WRITTEN PROBLEM: Collect each line in the entries below that contains the word "grassy", treating uppercase and lowercase as different.

DATA SUPPLIED:
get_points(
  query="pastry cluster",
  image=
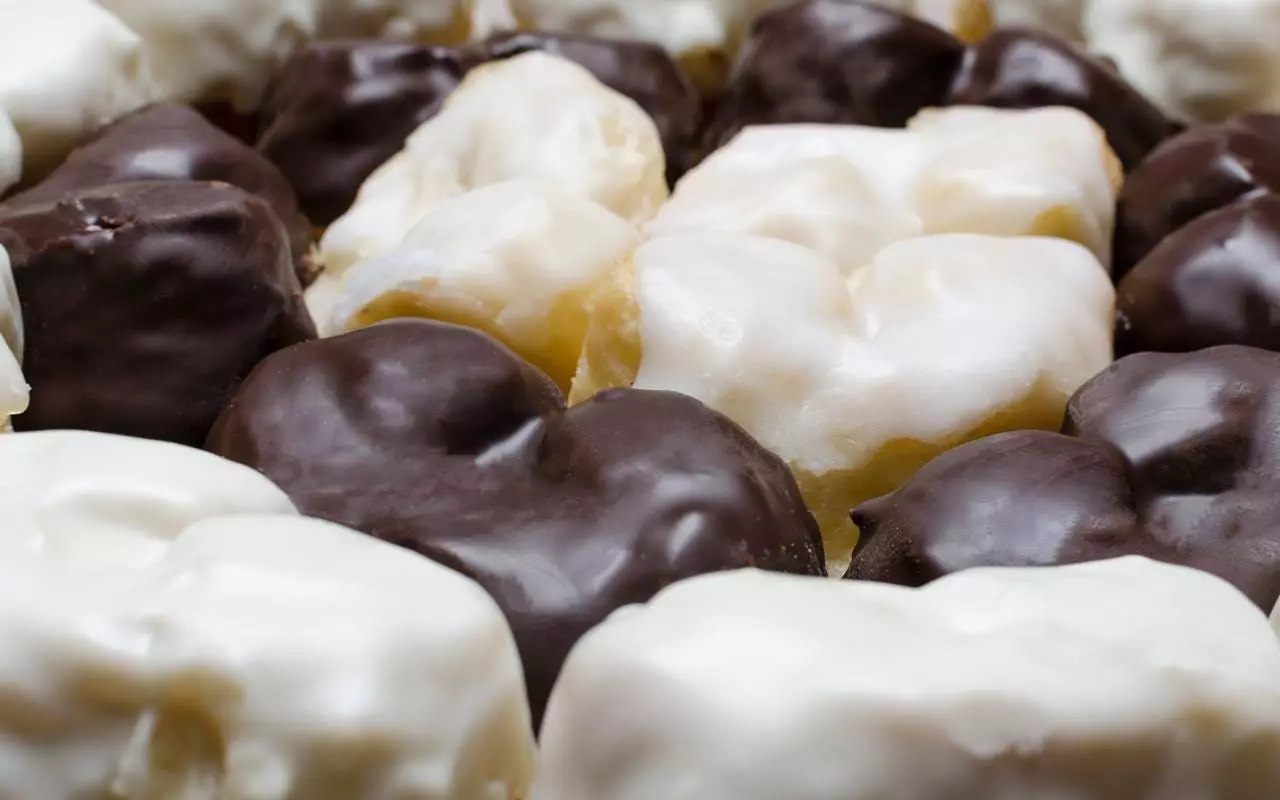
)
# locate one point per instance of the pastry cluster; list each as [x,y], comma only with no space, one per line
[618,400]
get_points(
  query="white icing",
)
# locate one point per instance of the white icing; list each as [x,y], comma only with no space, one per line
[519,260]
[534,117]
[10,152]
[173,630]
[1202,60]
[848,191]
[856,383]
[210,50]
[1123,679]
[14,393]
[67,68]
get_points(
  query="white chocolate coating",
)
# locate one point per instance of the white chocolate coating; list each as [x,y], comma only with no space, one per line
[156,647]
[517,260]
[1105,681]
[534,117]
[1201,60]
[848,191]
[67,68]
[210,50]
[14,393]
[856,383]
[10,152]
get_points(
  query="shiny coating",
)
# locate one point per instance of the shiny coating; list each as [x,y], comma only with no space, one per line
[641,71]
[439,439]
[1018,68]
[1171,456]
[1192,174]
[1214,282]
[146,304]
[173,142]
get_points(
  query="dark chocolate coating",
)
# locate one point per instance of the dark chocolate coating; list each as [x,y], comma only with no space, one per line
[437,438]
[173,142]
[146,304]
[835,62]
[1214,282]
[641,71]
[338,110]
[1016,68]
[1192,174]
[1171,456]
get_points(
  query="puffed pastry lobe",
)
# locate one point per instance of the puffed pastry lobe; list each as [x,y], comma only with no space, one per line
[519,260]
[1121,679]
[858,380]
[174,629]
[848,191]
[534,117]
[67,68]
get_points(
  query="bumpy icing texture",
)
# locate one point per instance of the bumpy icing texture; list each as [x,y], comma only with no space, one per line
[438,439]
[173,142]
[848,191]
[517,260]
[146,304]
[174,630]
[1192,174]
[862,63]
[937,341]
[1170,456]
[1125,679]
[67,68]
[534,115]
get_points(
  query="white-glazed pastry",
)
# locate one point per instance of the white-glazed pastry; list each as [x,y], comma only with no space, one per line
[14,393]
[534,117]
[67,68]
[216,50]
[1201,60]
[517,260]
[856,383]
[848,191]
[1114,680]
[10,152]
[174,630]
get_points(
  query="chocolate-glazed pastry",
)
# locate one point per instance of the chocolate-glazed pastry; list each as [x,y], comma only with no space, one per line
[641,71]
[338,110]
[173,142]
[1214,282]
[1171,456]
[146,304]
[1192,174]
[437,438]
[835,62]
[1018,68]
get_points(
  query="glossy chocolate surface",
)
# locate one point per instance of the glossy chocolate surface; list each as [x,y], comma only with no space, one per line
[1192,174]
[1018,68]
[338,110]
[835,62]
[439,439]
[641,71]
[1171,456]
[1212,282]
[173,142]
[146,304]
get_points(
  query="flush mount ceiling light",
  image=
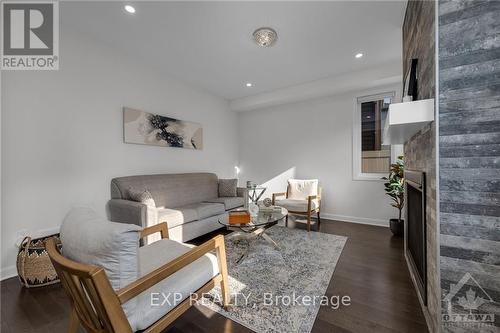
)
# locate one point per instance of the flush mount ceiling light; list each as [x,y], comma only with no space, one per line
[265,37]
[130,9]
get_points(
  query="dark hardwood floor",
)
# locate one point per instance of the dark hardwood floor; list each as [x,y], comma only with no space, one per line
[371,270]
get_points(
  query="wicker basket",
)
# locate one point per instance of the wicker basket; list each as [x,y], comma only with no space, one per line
[33,263]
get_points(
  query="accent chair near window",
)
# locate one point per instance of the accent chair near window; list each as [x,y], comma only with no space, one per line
[303,197]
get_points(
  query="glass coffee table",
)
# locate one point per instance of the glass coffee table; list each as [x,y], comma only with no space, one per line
[255,229]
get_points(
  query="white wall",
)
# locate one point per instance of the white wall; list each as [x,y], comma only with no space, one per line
[62,135]
[311,139]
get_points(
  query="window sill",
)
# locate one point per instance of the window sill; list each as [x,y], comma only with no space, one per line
[370,176]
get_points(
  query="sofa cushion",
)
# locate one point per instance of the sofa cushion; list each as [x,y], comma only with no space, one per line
[88,238]
[169,190]
[150,305]
[297,205]
[189,213]
[177,216]
[208,209]
[229,202]
[227,187]
[142,196]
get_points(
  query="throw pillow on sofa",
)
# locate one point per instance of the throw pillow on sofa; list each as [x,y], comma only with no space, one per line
[227,187]
[142,196]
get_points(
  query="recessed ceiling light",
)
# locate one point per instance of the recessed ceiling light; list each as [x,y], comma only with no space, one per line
[130,9]
[265,37]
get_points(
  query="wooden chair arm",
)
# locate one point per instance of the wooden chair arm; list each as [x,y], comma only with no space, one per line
[160,227]
[280,194]
[161,273]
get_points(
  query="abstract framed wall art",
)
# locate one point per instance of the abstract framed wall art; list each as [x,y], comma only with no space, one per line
[146,128]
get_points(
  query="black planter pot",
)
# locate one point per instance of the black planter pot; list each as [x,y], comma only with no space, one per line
[397,227]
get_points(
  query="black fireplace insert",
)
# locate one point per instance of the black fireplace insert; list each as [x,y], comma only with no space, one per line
[415,231]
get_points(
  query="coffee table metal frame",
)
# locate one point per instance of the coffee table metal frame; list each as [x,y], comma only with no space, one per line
[255,230]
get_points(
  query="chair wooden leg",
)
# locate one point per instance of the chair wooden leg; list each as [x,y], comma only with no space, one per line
[319,219]
[74,322]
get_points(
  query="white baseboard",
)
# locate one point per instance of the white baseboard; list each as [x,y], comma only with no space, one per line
[355,219]
[8,272]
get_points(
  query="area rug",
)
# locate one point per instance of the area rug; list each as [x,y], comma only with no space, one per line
[272,290]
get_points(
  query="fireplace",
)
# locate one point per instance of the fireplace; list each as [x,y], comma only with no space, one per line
[415,231]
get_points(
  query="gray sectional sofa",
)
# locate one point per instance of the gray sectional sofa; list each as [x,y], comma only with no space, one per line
[188,202]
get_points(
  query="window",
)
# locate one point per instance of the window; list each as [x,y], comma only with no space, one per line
[371,157]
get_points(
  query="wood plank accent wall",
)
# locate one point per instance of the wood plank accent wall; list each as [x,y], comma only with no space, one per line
[469,147]
[419,151]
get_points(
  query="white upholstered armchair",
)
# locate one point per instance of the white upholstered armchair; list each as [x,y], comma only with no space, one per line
[303,197]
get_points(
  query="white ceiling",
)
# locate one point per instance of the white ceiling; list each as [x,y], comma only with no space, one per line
[209,44]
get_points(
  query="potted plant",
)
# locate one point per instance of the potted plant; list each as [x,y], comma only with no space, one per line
[394,188]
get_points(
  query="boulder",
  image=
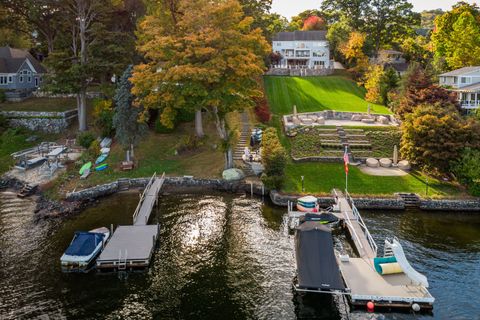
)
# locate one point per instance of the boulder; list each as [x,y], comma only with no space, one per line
[372,163]
[233,174]
[385,162]
[383,120]
[404,165]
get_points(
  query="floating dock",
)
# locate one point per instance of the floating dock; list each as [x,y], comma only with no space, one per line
[132,247]
[363,284]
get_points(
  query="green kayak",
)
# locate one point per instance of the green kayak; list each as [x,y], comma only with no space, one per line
[86,166]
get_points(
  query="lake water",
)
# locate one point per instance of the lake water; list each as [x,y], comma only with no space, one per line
[219,257]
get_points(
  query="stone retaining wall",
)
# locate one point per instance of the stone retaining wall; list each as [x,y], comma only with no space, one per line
[171,184]
[49,122]
[450,205]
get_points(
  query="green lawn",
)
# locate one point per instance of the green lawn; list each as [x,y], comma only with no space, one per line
[321,178]
[40,104]
[317,94]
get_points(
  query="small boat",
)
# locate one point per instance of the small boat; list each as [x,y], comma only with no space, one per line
[307,204]
[101,158]
[101,167]
[86,166]
[84,249]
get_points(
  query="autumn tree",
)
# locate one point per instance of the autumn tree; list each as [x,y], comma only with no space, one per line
[417,89]
[210,59]
[434,135]
[314,23]
[456,37]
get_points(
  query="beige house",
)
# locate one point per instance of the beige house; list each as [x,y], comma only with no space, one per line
[466,83]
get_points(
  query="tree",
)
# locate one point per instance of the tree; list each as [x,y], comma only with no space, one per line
[418,88]
[389,20]
[467,170]
[90,51]
[373,84]
[298,21]
[210,61]
[126,122]
[352,50]
[456,36]
[314,23]
[338,33]
[434,135]
[355,10]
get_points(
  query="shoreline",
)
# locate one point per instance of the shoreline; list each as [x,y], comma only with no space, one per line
[77,201]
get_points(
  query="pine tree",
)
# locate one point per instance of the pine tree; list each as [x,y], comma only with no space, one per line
[126,119]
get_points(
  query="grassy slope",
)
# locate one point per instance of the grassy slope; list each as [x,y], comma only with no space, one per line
[321,178]
[40,104]
[316,94]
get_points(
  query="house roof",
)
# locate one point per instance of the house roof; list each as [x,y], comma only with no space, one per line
[461,71]
[471,88]
[301,36]
[390,52]
[12,59]
[399,67]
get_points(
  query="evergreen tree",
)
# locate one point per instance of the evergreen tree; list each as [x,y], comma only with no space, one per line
[126,119]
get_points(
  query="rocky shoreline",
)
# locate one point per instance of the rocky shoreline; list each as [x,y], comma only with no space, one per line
[76,202]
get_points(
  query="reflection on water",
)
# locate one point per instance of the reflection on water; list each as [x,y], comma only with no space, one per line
[219,256]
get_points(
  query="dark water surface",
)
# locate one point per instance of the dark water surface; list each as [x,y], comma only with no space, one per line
[219,257]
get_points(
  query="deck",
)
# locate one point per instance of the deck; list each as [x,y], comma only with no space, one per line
[132,247]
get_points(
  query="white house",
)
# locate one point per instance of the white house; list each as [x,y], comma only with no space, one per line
[466,83]
[306,49]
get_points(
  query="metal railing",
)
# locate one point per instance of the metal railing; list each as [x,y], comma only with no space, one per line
[362,224]
[142,198]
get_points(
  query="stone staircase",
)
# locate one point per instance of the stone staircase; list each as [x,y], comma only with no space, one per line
[244,139]
[411,200]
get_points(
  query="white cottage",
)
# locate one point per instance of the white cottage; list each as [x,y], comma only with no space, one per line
[466,83]
[307,49]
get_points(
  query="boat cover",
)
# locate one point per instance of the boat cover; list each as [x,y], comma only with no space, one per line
[84,243]
[317,267]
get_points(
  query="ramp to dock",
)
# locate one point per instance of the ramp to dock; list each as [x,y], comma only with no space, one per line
[130,247]
[147,201]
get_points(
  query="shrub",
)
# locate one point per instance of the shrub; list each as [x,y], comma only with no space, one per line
[273,158]
[94,149]
[85,139]
[262,110]
[160,128]
[103,117]
[3,96]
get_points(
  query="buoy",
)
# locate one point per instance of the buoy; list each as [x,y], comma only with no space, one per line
[370,306]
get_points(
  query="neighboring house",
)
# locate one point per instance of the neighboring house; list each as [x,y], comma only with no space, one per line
[305,49]
[393,59]
[20,72]
[466,83]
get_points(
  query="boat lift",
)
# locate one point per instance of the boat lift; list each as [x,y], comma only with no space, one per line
[363,283]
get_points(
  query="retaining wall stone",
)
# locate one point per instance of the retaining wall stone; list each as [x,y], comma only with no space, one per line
[49,122]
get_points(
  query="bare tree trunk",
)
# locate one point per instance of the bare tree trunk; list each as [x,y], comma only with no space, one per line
[82,117]
[199,124]
[222,132]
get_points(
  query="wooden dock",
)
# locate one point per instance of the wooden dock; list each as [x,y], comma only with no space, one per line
[363,281]
[131,247]
[364,284]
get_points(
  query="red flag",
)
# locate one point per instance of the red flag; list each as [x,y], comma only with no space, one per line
[345,160]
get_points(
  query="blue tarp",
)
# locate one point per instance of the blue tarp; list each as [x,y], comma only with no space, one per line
[84,243]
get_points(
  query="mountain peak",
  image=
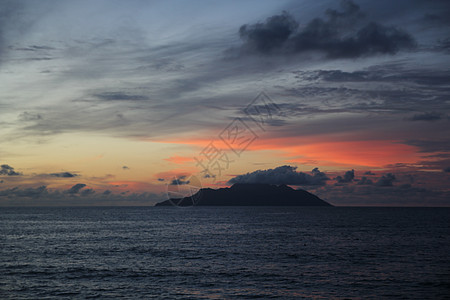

EXERCISE SOLUTION:
  query="grassy slope",
# locate one point per instance of the grassy slope; list each as [x,y], comma only with no space, one per line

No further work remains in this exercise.